(Data)
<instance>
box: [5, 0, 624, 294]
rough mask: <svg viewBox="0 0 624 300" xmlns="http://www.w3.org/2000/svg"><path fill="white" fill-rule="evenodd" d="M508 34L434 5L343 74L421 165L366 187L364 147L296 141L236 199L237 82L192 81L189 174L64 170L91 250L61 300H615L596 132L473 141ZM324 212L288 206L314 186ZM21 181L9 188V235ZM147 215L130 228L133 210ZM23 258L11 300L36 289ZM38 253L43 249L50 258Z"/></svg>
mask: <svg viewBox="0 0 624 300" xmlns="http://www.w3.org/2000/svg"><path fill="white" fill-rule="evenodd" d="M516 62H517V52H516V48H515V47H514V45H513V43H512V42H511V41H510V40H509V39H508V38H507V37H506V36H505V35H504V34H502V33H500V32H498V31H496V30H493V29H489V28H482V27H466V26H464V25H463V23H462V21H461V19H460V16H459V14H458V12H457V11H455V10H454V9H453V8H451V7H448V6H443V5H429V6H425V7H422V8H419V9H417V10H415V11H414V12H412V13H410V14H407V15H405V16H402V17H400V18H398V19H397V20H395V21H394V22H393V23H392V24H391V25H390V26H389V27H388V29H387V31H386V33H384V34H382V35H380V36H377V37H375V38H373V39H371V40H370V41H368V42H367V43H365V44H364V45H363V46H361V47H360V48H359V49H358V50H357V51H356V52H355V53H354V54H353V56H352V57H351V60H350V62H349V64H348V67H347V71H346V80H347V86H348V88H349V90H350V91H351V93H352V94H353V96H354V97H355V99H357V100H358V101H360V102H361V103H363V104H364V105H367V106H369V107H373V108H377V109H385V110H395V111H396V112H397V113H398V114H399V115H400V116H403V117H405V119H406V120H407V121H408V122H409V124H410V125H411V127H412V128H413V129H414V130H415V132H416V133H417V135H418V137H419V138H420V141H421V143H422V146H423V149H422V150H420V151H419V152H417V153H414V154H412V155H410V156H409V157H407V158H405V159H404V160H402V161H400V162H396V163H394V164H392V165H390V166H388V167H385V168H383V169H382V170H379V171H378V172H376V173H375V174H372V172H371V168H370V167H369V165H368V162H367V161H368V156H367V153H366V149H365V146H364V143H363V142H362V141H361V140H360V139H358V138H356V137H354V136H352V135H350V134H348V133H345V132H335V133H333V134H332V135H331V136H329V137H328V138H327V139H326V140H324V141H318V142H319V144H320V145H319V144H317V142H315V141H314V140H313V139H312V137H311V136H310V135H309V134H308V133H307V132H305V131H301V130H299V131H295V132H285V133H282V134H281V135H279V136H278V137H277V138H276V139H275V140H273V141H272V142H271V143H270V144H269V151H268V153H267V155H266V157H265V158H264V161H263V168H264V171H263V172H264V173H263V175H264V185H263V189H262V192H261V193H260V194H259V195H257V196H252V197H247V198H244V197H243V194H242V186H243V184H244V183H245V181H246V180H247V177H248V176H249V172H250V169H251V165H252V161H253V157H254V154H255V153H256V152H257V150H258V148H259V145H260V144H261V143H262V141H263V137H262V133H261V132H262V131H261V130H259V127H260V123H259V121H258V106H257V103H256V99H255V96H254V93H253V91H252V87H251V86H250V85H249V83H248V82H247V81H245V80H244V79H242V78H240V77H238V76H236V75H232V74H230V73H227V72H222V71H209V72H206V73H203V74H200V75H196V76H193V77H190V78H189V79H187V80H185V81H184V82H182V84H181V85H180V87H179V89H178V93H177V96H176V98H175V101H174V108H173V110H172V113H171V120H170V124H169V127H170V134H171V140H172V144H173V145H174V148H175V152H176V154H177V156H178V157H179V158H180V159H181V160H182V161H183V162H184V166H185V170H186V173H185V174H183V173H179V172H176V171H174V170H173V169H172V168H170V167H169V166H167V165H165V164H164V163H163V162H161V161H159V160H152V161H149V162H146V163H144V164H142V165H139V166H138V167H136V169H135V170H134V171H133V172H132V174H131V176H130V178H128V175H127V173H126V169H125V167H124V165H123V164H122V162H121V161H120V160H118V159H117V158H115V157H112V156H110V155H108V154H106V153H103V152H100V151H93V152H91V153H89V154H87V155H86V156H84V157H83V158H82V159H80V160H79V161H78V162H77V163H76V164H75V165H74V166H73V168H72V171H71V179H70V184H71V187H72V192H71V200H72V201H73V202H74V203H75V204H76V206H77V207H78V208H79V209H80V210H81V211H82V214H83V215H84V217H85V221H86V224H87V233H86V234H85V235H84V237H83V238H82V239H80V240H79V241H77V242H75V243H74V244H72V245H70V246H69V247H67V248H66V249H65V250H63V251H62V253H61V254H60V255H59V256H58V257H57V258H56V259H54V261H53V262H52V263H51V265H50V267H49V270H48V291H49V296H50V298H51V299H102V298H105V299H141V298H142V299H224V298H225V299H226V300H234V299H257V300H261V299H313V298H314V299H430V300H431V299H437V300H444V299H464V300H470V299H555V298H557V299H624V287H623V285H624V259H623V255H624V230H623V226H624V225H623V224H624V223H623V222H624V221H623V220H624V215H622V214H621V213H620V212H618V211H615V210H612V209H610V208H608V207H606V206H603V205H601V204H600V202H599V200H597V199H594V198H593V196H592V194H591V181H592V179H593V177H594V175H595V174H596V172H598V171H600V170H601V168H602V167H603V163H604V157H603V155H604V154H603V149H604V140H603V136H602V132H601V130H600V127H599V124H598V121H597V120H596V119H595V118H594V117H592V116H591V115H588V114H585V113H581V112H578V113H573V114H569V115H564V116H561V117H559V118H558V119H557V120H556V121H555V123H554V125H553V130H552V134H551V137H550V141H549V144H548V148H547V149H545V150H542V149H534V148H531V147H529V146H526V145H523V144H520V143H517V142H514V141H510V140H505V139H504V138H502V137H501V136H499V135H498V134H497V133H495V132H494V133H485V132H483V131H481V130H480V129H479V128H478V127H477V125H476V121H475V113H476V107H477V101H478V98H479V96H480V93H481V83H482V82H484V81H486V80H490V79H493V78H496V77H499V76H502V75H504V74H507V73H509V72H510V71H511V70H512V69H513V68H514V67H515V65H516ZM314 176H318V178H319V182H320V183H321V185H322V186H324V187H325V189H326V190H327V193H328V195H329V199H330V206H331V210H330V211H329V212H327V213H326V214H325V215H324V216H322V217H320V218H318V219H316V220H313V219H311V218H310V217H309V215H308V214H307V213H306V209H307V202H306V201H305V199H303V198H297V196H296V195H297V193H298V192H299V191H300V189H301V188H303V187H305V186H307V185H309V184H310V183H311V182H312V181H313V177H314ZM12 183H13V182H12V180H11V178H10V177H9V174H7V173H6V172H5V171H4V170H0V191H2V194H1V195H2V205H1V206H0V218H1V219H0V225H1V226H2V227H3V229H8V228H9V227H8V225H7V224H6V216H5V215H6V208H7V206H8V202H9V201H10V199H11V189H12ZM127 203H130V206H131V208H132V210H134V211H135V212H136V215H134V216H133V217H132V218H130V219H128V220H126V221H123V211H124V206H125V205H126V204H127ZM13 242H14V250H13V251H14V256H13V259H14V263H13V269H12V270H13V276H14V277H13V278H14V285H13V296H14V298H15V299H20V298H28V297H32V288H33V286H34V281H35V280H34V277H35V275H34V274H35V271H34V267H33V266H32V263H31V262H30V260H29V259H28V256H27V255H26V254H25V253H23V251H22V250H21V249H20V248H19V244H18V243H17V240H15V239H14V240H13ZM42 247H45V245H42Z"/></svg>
* * *
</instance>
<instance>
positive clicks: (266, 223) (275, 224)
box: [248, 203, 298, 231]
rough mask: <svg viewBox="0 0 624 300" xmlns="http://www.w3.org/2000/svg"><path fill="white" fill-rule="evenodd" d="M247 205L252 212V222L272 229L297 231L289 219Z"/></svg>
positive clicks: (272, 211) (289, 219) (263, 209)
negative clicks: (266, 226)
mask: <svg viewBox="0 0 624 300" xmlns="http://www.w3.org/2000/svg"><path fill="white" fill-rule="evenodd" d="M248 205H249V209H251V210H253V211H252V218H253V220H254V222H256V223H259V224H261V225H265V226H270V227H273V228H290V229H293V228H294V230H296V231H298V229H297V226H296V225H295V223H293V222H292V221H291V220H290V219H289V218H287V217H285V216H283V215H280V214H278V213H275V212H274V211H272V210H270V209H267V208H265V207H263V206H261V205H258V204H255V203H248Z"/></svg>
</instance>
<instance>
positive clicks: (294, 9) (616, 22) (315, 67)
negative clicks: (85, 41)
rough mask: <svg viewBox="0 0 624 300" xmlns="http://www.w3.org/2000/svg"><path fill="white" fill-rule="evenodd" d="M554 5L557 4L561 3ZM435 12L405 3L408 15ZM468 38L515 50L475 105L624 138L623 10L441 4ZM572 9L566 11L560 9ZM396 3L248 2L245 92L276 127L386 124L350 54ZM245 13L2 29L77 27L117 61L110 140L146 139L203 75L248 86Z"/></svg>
==
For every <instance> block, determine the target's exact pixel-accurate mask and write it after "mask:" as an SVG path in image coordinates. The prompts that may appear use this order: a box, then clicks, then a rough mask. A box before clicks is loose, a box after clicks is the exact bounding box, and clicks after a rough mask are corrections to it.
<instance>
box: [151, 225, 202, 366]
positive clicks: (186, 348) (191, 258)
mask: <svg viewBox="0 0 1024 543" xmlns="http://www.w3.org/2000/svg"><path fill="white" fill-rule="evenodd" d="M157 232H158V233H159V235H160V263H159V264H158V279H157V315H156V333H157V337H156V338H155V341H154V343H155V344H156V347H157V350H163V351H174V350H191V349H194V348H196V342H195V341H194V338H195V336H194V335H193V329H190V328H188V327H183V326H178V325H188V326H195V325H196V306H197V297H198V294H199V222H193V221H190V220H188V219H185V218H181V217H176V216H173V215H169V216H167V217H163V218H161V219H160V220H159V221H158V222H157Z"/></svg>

(What you need to do) Give back precisely the lines above that start at the line containing "negative clicks: (85, 41)" and end at the line containing "5L557 4L561 3ZM435", inclusive. No other lines belong in the output.

(Your response)
negative clicks: (85, 41)
rough mask: <svg viewBox="0 0 624 300" xmlns="http://www.w3.org/2000/svg"><path fill="white" fill-rule="evenodd" d="M554 5L557 4L561 3ZM435 12L405 3L408 15ZM468 38L515 50L475 105L624 138L623 10L441 4ZM572 9L566 11L560 9ZM396 3L248 2L245 92L276 127L386 124L350 54ZM245 13L2 29L77 27L117 61L110 140L146 139L203 75L248 86Z"/></svg>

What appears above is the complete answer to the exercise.